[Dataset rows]
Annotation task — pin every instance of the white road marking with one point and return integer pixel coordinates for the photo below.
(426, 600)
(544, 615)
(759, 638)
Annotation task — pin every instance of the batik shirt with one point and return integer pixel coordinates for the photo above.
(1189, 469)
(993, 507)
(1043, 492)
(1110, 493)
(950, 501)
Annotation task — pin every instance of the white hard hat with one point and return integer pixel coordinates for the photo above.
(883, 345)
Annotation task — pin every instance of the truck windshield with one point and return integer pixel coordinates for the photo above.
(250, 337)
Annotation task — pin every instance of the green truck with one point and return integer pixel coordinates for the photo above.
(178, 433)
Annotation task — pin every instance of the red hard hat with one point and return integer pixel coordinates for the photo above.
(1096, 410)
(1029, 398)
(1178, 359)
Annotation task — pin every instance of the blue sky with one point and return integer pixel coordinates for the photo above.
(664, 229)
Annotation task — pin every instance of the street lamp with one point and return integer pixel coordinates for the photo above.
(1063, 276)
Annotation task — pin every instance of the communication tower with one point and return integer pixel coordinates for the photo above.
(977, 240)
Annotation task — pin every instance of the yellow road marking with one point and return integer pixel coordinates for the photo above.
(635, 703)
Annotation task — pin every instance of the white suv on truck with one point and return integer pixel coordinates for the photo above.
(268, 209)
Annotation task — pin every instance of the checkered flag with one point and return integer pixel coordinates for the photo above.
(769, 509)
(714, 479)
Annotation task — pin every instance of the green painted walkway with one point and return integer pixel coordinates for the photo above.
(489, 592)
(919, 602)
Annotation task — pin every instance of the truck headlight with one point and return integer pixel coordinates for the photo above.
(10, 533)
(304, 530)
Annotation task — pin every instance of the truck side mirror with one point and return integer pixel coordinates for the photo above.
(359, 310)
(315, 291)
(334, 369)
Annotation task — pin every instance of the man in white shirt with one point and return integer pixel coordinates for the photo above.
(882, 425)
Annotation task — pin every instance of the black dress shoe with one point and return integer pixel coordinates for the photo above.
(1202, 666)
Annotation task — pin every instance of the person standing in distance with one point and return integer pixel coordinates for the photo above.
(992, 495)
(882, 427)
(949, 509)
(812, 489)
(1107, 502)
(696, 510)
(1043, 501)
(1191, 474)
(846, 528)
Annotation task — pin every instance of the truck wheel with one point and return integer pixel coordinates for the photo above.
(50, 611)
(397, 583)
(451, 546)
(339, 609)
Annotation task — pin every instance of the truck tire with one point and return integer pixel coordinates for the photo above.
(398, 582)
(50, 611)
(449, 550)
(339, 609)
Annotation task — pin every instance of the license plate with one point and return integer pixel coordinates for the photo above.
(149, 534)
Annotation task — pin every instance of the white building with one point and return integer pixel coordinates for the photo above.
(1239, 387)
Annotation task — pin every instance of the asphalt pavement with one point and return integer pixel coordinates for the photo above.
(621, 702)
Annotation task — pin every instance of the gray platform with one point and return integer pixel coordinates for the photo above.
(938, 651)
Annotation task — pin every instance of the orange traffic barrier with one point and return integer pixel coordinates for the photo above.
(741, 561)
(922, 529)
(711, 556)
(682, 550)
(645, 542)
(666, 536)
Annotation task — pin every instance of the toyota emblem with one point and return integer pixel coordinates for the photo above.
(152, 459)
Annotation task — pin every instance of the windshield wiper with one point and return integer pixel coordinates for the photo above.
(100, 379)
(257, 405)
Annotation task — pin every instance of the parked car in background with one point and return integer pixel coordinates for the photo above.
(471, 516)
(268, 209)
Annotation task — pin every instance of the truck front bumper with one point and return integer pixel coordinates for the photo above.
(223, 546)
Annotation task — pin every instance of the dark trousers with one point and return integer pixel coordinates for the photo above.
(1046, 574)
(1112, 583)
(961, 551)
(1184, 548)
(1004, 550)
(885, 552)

» **TASK**
Rewrite every one of the rows above, replacing "integer pixel coordinates" with "whole-number pixel coordinates" and leaving everything else as it is.

» **ANSWER**
Annotation task — pin every instance of the white road marking with one point and return whole-number pixel coordinates for the photo below.
(426, 600)
(544, 615)
(759, 638)
Annotation task — pin every instance of the batik shirt with one point and return whole-number pixel coordinates for the photo above.
(1189, 469)
(993, 507)
(1043, 492)
(1110, 493)
(950, 501)
Annotation task — pin every instance of the white hard hat with one point and return whole-number pixel coordinates for the photo above.
(883, 345)
Annotation task — pin every instance of the truck windshield with one point and return whole-number pixel coordinates for the photo above.
(250, 337)
Annotation task — pin every instance of the green truck with one point and return whole-number pixel coordinates for the photo above.
(178, 433)
Annotation task — pin every instance of the red hard hat with one point and return whole-number pixel coordinates for the photo above.
(1096, 410)
(1029, 398)
(1178, 359)
Annotation task — pin every instance of the blue sky with one point and return whole-number pixel coordinates for the photo above.
(664, 229)
Annotation task — pin every instance of the street lamp with one point and return whole-number pixel coordinates for the photo above.
(1063, 276)
Annotation task — pin every instance of the communication tower with one point and return whole-number pixel coordinates for the photo above.
(977, 240)
Annotation task — pin every instance of the yellow road marking with one point and return whole-number pixel coordinates for the photo above.
(635, 703)
Annotation task — pin every instance of the white suv on truck with one point and return whole-number pixel coordinates for the photo above.
(268, 209)
Annotation task — pin every instance of the checkered flag with one point and return whole-number pixel coordinates for the photo above.
(769, 509)
(714, 479)
Annotation task — pin every instance of the green painted walkway with one point and return whole-number pixel coordinates for the photo above.
(489, 592)
(919, 602)
Annotation task — pin every instance of the truck headlight with one point and return whole-number pixel coordinates for the photo above.
(10, 533)
(304, 530)
Annotation task — pin every instance of the truck side mirror with one point and return whole-number pixel coordinates for the photo above.
(359, 310)
(315, 291)
(334, 369)
Annotation task — pin every instance of the man in white shirt with one point and return whole-number pixel coordinates for the photo above.
(882, 425)
Annotation task — pin every instance of the black dress shoe with one point and return whole-number pixel coordinates for the photo above.
(1202, 666)
Annotation task — pin every instance of the person standing in distance with one point and return whole-number pixel coordinates for the photo above.
(992, 495)
(882, 427)
(949, 509)
(812, 489)
(1107, 502)
(696, 510)
(1043, 501)
(1191, 474)
(846, 528)
Annotation task — pin every instance of the truck wheel with one point and return whole-number pixel coordinates for the photo above.
(50, 611)
(397, 583)
(451, 546)
(339, 609)
Annotation task — pin every instance of the truck tire with one point and return whole-number pixel coordinates for the photo above.
(398, 582)
(50, 611)
(449, 550)
(339, 609)
Annotation task — pin every instance of the license plate with one point and return whole-number pixel coordinates for the photo above.
(149, 534)
Annotation task — pin every instance of the white building with one point and return whole-number pixel coordinates for the photo above.
(1239, 387)
Annotation task — pin every instance of the asphalt pavement with one point and return whole-number pixel coordinates for the photo above.
(621, 702)
Annotation task — pin every instance of the gray platform with one point and return whole-number pixel coordinates for the photo above.
(938, 651)
Annotation task — pin every instance of the orange traffic barrier with one point and return whole-number pixel coordinates for the photo above.
(741, 561)
(922, 529)
(711, 556)
(682, 550)
(645, 542)
(666, 536)
Annotation task — pin every instance of the toyota emblem with one point and return whole-number pixel coordinates for the photo above.
(152, 459)
Annotation task — pin every instance of the windshield wiper with one point and return whole-number pixel coordinates for the photo above.
(100, 379)
(257, 405)
Annotation task — pin every instance of the parked car in background with one point and return whole-number pixel coordinates for the photo above.
(471, 516)
(268, 209)
Annotation task — pin every instance of the truck front bumper with one point and return whole-number pixel coordinates for the photo above.
(223, 546)
Annotation task — pin every instance of the dark trousers with one point and return whole-number pixel coordinates for the photo above.
(1046, 574)
(1112, 583)
(961, 551)
(1184, 548)
(1004, 550)
(885, 552)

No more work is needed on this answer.